In 1884, Bishop JB Lightfoot sent Alexander at
age 32 to All Saints Church, Sunderland. The previous pastor had taken to drink and
emptied the church. Alexander developed a major ministry to people struggling
with alcoholism.
Alexander met his wife Mary in 1890 at one of
the parish mission conferences that he often organized. They married in 1891. Mary
was supernaturally healed from asthma in 1899:
After many months of prayer, God spoke to me
from John 5:39…and as I believed the Word and received Jesus to come into me as
my physical life, he did so, and I was made whole.
Afterwards, she regularly prayed with and laid
hands on the sick. With her musical gifting, teaching, and gifts of healing,
Mary was deeply appreciated as a partner in ministry by her husband. Alexander
used a service of Anointing the Sick and taught on the subject of healing.
As a world traveler recognized by the Royal
Geographic Society, he wrote five travel books and a devotional Days in
Galilee book (1900) on Israel:
Oh, for an outpouring of the Holy Ghost until
hearts overflow to one another in love!
There is no other solution of these difficulties but the yielding to the
full possession of the Spirit’s power.
When the 1904 Welsh revival broke out,
Alexander visited Evan Roberts in Tonypandy, Wales, to see for himself. Being most impressed, he started a revival prayer
meeting at All Saints Sunderland. People
were said to be aglow for two years afterwards.
Boddy held an interdenominational United Revival Service for 15,000
people at the Sunderland football ground.
In 1907, Alexander invited a British-born Norwegian
Methodist pastor, TB Barrett, to lead a parish mission at Sunderland. On 13
September, Barratt wrote "the eyes of the religious millions of Great
Britain are now fixed on Sunderland."
The stone in the wall of the Parish Hall still carries the inscription
“WHEN THE FIRE OF THE LORD FELL, IT BURNED UP THE DEBT” (there had been a debt
on the building). Many people were amazed that the Holy Spirit fell first in
England on unlikely Anglicans.
From 1908 to 1914, Alexander hosted an annual
Whitsuntide Sunderland Convention, which had people attending from many
denominations and nations. Whitsuntide
(or White Sunday) is the British term for the week of Pentecost. He noted in the
June 1908 Confidence Magazine:
There was a unity that nothing but the Holy
Spirit could give. We were Anglicans, Methodists, Friends, Salvationists,
Congregationalists, but ‘denomination’ was forgotten. All one in Christ Jesus was true. Then we
were English folk, Scottish Folk, Welsh folk, Irish folk, Norwegian folk,
Danish and Dutch, yet all one in Christ Jesus.
One of
his most famous visitors was Smith Wigglesworth who was seeking a deeper
experience of God. After Mary Boddy laid
hands on him, he received a vision of the empty cross and Jesus glorified, and
began praying in the Spirit. Such an outpouring of the Holy Spirit launched him
around the world in a remarkable healing ministry: “After this, a burning love
for everybody filled my soul.”

Dataset extract -
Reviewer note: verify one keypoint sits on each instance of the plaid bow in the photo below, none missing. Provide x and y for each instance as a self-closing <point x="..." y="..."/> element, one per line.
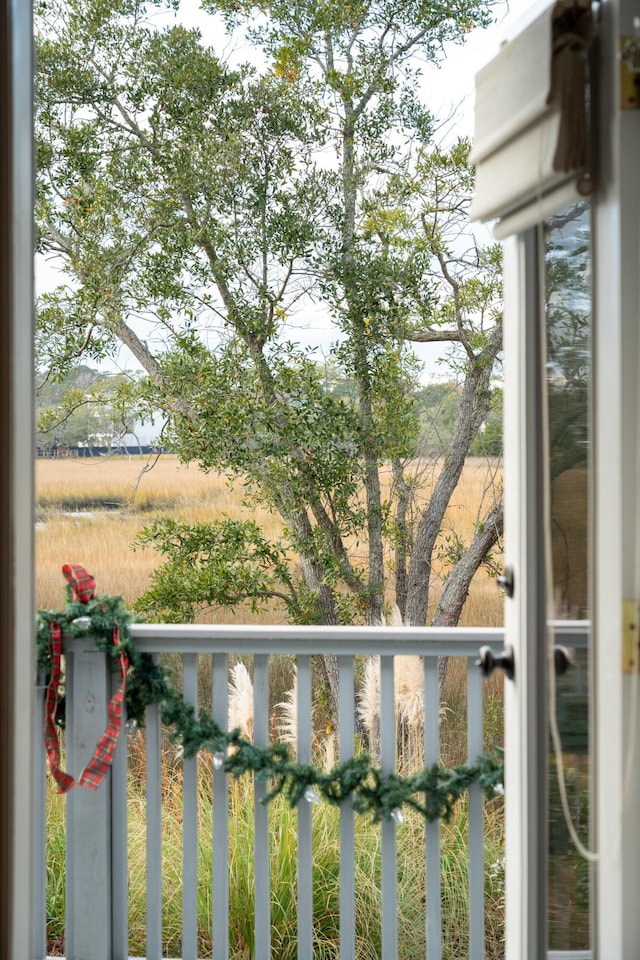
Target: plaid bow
<point x="83" y="585"/>
<point x="95" y="771"/>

Requirements -
• a. In the passage on Alexander Boddy's ministry, how many people attended the United Revival Service at the Sunderland football ground?
• b. Rewrite the passage on Alexander Boddy's ministry from "As a world traveler" up to and including "another in love!", putting "globetrotter" in place of "world traveler".
• c. Carry on the passage about Alexander Boddy's ministry from where it stops.

Answers by task -
• a. 15,000 people.

• b.
As a globetrotter recognized by the Royal
Geographic Society, he wrote five travel books and a devotional Days in
Galilee book (1900) on Israel:
Oh, for an outpouring of the Holy Ghost until
hearts overflow to one another in love!

• c.
With the help of the Boddy’s friend Cecil
Polhill, many missionaries were sent from Sunderland to the ends of the earth. Boddy’s
motto, “unity is not uniformity” characterizes how welcome he made others feel,
regardless of whether or not they were Anglican (Church of England). Boddy had
a Kingdom mindset rather than a narrowly denominational mindset.
In the first 1908 edition of the Boddy’s
magazine Confidence, the ministry of healing was emphasized. C.
Peruldsen from Edinburgh wrote that in her visit to Sunderland,
Not only did the dear Lord fill me with the
Holy Ghost, but He healed my body at the same time. The doctor had been attending me almost daily
for six months up to the very day I visited Sunderland. I could take no solid food of any kind, but
now I am able to eat anything. I have
seen my doctor many times since and he is amazed. Glory to God for His great
love and kindness to me.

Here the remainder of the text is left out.